** Material for this task follows **

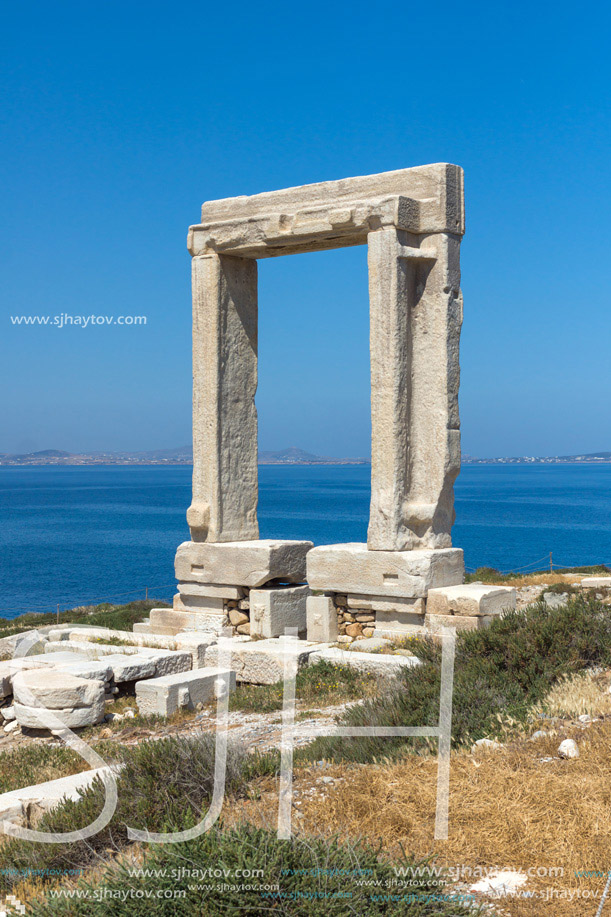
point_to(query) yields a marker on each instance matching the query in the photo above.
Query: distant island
(290, 456)
(181, 456)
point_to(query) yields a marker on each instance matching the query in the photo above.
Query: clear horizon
(120, 120)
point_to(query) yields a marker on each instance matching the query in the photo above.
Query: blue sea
(82, 535)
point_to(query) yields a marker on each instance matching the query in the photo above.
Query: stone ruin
(407, 578)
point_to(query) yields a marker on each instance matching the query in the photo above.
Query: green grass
(500, 672)
(322, 684)
(165, 784)
(304, 877)
(116, 617)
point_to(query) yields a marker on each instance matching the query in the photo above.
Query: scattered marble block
(596, 582)
(211, 591)
(164, 696)
(435, 623)
(375, 663)
(470, 599)
(260, 662)
(274, 610)
(387, 604)
(198, 603)
(72, 717)
(56, 690)
(370, 645)
(321, 616)
(174, 621)
(131, 668)
(242, 563)
(352, 568)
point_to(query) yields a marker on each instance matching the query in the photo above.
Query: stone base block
(434, 623)
(202, 590)
(352, 568)
(195, 604)
(321, 619)
(242, 563)
(596, 582)
(375, 663)
(164, 696)
(273, 610)
(56, 690)
(170, 619)
(470, 599)
(261, 662)
(74, 718)
(399, 624)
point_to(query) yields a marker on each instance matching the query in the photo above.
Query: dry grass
(507, 809)
(585, 692)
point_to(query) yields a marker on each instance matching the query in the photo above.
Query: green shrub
(304, 877)
(500, 672)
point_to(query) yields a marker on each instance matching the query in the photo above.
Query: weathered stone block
(178, 621)
(386, 603)
(164, 696)
(242, 563)
(73, 717)
(470, 599)
(396, 624)
(321, 619)
(260, 662)
(377, 663)
(195, 604)
(434, 623)
(351, 568)
(56, 690)
(212, 591)
(274, 610)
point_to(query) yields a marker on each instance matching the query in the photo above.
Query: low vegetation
(305, 877)
(117, 617)
(500, 674)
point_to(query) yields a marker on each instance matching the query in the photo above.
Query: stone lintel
(242, 563)
(351, 568)
(470, 599)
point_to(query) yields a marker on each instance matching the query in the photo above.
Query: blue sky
(119, 119)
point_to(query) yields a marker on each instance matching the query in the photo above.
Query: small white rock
(568, 749)
(485, 743)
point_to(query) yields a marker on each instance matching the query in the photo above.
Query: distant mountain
(179, 456)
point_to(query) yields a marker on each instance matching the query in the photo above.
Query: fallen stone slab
(130, 668)
(56, 690)
(352, 568)
(242, 563)
(260, 662)
(470, 599)
(176, 621)
(596, 582)
(10, 667)
(168, 662)
(48, 795)
(375, 663)
(275, 609)
(435, 623)
(321, 619)
(72, 717)
(370, 645)
(164, 696)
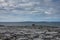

** End of Material for this task **

| Aim of the exercise |
Each entry needs to be returned verbatim, with its pictures left out.

| Reply to the task |
point_to(query) yields a marker on each instance matching the query in the photo above.
Query: distant island
(290, 456)
(181, 456)
point_to(query) yields a marker on each instance matching the query in the photo above.
Query: clear horizon
(120, 120)
point_to(query) yields a marker on each instance matching the query in the photo above.
Query: blue sea
(82, 535)
point_to(query) yields a marker on each instance matching the query in the photo above.
Query: stone ruin
(407, 578)
point_to(query) yields a marker on each instance matching the query in the photo above.
Query: green grass
(500, 672)
(322, 684)
(165, 784)
(304, 877)
(116, 617)
point_to(query) yields a marker on each instance matching the query in the photo above.
Query: scattered marble block
(596, 582)
(211, 591)
(164, 696)
(435, 623)
(375, 663)
(470, 599)
(260, 662)
(274, 610)
(387, 604)
(198, 603)
(72, 717)
(56, 690)
(370, 645)
(321, 616)
(174, 621)
(131, 668)
(242, 563)
(352, 568)
point_to(query) yields a marker on each instance matching the query in the photo above.
Query: stone base block
(434, 623)
(202, 590)
(352, 568)
(195, 604)
(321, 619)
(242, 563)
(596, 582)
(375, 663)
(164, 696)
(273, 610)
(56, 690)
(170, 619)
(470, 599)
(261, 662)
(74, 718)
(399, 624)
point_to(query) yields a marker on each instance matching the query in the photo above.
Query: dry grass
(507, 809)
(585, 692)
point_to(query) yields a marker on each instance matching the query in the photo above.
Query: green shrub
(304, 877)
(500, 672)
point_to(query) yields a marker on each instance matching the query in the photo above.
Query: weathered stone block
(178, 621)
(386, 603)
(164, 696)
(242, 563)
(73, 717)
(470, 599)
(396, 624)
(321, 619)
(260, 662)
(377, 663)
(195, 604)
(434, 623)
(351, 568)
(56, 690)
(212, 591)
(274, 610)
point_to(query) yields a marker on each instance matching the query in the photo above.
Query: low vegetation
(305, 877)
(117, 617)
(500, 674)
point_to(query) yields a marker on each instance matching the query in the photo above.
Query: stone lintel
(242, 563)
(351, 568)
(470, 599)
point_to(query) yields a marker on each instance matching the query in the photo above.
Query: blue sky
(119, 119)
point_to(query) yields a marker on each instance matching the query in the photo above.
Query: small white rock
(568, 749)
(485, 743)
point_to(query) yields a marker on each instance matching the query in the photo above.
Query: distant mountain
(179, 456)
point_to(query) yields a marker on each instance matching the query in the photo above.
Query: fallen stone slab
(130, 668)
(56, 690)
(352, 568)
(242, 563)
(260, 662)
(470, 599)
(176, 621)
(596, 582)
(10, 667)
(168, 662)
(48, 795)
(375, 663)
(275, 609)
(435, 623)
(321, 619)
(72, 717)
(370, 645)
(164, 696)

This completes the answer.